### Activity A
Put everything in the records from the line containing "Produce one pixel-accurate" down to the line containing "positive clicks: (221, 347)", both included, into a JSON list of strings with one string per line and blank lines omitted.

#### Provided passage ####

Jeff Koopersmith on the messy plethora of electronic readers -- and the need for a solution that feels like you're reading something.

There are over 200 million people in the United States alone that are inured to reading newspapers, cutting coupons from them, tearing out recipes from them, circling articles in them and more.

The element that electronic media forgets - heavily detrimental to its profits are two actions - "Flipping" and "Turning". I’ve been using computers since 1985 – the same year MIT developed its Media Lab. So I’m asking Joi Ito, the Director, to help me to not make as much of a transition as Kindle et al wants me to. I have an Android, Kindle, Kindle Fire HD, IPad, and even a new "Surface" from Microsoft. Yet, I’m still miserably ordering hard copies of all the magazines and newspapers I could choose to get electronically. I think whole bunches of other people are doing the same worldwide. 

Dr. Picard, we’re just not ready!

While I agree with most experts in electronic publishing that the youngest of us will accept the no flip-the-page, and not feeling the current page as you turn to next, there is something in a couple hundred million of us - and in another 4 billion around the world that will not easily give up paper - or something very much like it - simply for a single screen that only seems to work for their children or grandchildren as a relaxing method to read, scan, check the index, and more.

I own a small publishing house. We are rolling out a new series of children’s books. These books will be printed and bound with "Heirloom Quality" which means they will be printed in full color at high resolution on wonderful matte papers of extraordinary paper. They will be bound in leather and gold-stamped, and will be put in beautiful slip cases lined in silk and have another multi-volume case in which to store the set. Each book will also come with an electronic version that is usable on almost any device should the owner prefer to do so someday - or even now.

The fact that we are publishing on paper and calling our books heirlooms is a nod that we understand fully that someday most of us who love and rely on paper yet, will be dead within ten to fifty years. By that time something will happen that will increase the ease of use of electronic magazines and newspapers. There is no question about this. If it doesn't - well, the living, it appears,  will have no choice.

However, there is a 5 billion person market for e-paper that is the size of the New York Post or even the New York Times, and/or the size of Elle Magazine. So why do we see only these little e-paper manufacturers making little e-paper screens - THAT DO NOT FLIP OR TURN using your thumb and forefinger. Is each page so expensive that 50 of them would be an outlandish cost for most of us? I doubt it - because anything with a potential market for billions of people is almost never too expensive.

#### The records ####

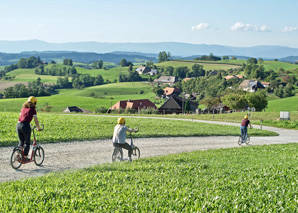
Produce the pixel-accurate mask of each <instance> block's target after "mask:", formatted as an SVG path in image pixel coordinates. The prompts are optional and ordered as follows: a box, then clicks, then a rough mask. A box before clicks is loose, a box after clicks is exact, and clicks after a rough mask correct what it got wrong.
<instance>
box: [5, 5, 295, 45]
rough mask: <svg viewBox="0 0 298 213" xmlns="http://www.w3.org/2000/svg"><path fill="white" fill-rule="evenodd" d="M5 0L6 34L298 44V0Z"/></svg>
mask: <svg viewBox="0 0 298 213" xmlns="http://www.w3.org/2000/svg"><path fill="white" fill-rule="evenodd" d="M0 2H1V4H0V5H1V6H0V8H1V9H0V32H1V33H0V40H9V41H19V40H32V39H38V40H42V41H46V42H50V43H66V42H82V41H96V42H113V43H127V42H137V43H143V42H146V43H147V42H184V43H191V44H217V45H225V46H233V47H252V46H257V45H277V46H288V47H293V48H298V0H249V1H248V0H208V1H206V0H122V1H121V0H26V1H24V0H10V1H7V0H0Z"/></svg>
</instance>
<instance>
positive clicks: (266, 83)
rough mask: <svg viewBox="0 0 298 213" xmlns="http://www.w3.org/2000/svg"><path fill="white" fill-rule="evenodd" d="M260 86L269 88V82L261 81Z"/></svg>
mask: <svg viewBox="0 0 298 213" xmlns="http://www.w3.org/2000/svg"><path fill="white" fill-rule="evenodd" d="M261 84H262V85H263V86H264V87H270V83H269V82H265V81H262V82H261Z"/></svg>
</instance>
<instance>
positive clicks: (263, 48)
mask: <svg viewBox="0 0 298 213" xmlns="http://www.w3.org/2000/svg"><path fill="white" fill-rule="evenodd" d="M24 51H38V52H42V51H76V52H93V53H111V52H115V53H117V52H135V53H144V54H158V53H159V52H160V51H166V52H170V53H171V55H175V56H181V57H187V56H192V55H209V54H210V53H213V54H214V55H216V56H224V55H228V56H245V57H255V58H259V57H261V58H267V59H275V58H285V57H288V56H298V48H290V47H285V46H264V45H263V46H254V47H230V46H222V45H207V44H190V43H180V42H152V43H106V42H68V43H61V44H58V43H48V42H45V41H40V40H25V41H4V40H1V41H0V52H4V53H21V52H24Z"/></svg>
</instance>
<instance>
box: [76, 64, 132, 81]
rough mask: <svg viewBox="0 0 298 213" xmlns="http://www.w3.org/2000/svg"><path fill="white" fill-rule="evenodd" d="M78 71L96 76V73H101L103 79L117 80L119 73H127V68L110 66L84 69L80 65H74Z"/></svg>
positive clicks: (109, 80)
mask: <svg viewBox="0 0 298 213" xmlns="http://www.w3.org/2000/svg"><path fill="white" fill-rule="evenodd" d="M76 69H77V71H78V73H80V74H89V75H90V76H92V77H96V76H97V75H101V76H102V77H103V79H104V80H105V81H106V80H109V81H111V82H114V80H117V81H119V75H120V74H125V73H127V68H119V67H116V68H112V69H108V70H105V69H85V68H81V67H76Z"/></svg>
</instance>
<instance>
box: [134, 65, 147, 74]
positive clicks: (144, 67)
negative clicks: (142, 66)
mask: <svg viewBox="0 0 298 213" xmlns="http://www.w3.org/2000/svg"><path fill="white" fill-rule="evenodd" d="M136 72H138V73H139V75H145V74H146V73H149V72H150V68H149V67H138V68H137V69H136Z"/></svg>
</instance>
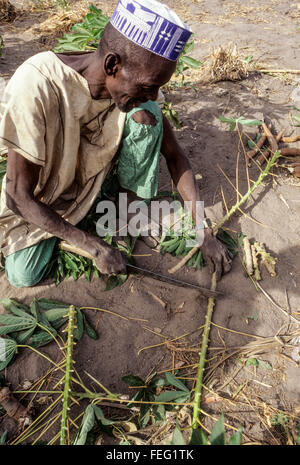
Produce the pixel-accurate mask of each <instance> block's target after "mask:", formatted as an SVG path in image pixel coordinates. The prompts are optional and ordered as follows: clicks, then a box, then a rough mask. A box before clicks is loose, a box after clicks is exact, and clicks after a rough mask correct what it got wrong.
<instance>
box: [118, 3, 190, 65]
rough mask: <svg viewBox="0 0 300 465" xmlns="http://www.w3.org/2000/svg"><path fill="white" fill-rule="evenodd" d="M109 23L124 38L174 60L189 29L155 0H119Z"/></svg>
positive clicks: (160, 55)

####
#### The records ####

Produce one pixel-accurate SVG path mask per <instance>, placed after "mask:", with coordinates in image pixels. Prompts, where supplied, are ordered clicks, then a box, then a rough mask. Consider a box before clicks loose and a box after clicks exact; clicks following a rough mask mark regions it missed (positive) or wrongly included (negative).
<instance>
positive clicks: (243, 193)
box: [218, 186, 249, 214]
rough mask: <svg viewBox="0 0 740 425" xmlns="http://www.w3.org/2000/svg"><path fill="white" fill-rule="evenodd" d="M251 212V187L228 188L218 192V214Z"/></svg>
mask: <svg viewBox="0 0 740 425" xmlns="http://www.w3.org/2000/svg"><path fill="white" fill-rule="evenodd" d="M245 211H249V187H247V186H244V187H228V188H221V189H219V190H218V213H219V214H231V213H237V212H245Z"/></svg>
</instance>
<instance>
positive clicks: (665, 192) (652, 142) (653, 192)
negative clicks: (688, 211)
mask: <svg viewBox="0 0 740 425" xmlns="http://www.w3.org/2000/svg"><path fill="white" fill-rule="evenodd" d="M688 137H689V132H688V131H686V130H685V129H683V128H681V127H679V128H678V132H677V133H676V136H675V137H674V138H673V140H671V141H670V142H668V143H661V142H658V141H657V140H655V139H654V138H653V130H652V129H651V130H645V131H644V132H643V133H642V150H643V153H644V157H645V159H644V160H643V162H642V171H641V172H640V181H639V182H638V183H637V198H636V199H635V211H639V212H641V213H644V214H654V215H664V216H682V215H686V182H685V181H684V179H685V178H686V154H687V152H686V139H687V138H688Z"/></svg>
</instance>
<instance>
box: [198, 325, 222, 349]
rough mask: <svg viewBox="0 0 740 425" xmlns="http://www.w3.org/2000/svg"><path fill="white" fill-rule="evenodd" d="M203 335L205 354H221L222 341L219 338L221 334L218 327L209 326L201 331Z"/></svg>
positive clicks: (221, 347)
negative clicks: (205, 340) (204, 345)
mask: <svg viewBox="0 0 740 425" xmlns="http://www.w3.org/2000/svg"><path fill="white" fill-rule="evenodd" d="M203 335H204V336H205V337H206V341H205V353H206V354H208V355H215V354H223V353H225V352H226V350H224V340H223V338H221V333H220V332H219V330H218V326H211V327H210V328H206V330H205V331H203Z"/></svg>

####

### Activity B
Answer these from the piece on electronic readers:
(i) In what year does the writer say they began using computers?
(ii) What material will the new children's books be bound in?
(iii) How large a market for e-paper does the writer claim exists?

### Task solution A
[
  "Produce one pixel-accurate SVG path mask per <instance>, placed after \"mask:\", with coordinates in image pixels. Prompts, where supplied, are ordered clicks, then a box, then a rough mask. Consider a box before clicks loose and a box after clicks exact; clicks following a rough mask mark regions it missed (positive) or wrongly included (negative).",
  "<instance>",
  "positive clicks: (243, 193)",
  "box: [218, 186, 249, 214]",
  "rough mask: <svg viewBox=\"0 0 740 425\" xmlns=\"http://www.w3.org/2000/svg\"><path fill=\"white\" fill-rule=\"evenodd\" d=\"M251 212V187L228 188L218 192V214Z\"/></svg>",
  "mask: <svg viewBox=\"0 0 740 425\" xmlns=\"http://www.w3.org/2000/svg\"><path fill=\"white\" fill-rule=\"evenodd\" d=\"M245 211H249V187H247V186H244V187H228V188H221V189H219V190H218V213H219V214H231V213H237V212H245Z\"/></svg>",
  "</instance>",
  "<instance>",
  "positive clicks: (665, 192) (652, 142) (653, 192)",
  "negative clicks: (688, 211)",
  "mask: <svg viewBox=\"0 0 740 425\" xmlns=\"http://www.w3.org/2000/svg\"><path fill=\"white\" fill-rule=\"evenodd\" d=\"M688 137H689V132H688V131H686V130H685V129H683V128H681V127H679V128H678V132H677V133H676V136H675V137H674V138H673V140H671V141H670V142H668V143H661V142H658V141H657V140H655V139H654V138H653V130H652V129H651V130H645V131H644V132H643V133H642V150H643V153H644V157H645V159H644V160H643V162H642V171H641V172H640V181H639V182H638V183H637V198H636V199H635V211H639V212H641V213H644V214H654V215H664V216H682V215H686V182H685V181H684V179H685V178H686V154H687V152H686V139H687V138H688Z\"/></svg>",
  "</instance>",
  "<instance>",
  "box: [198, 325, 222, 349]",
  "rough mask: <svg viewBox=\"0 0 740 425\" xmlns=\"http://www.w3.org/2000/svg\"><path fill=\"white\" fill-rule=\"evenodd\" d=\"M203 335L205 354H221L222 341L219 338L221 334L218 327L209 326L201 331Z\"/></svg>",
  "positive clicks: (221, 347)"
]

### Task solution B
(i) 1985
(ii) Leather, gold-stamped
(iii) A 5 billion person market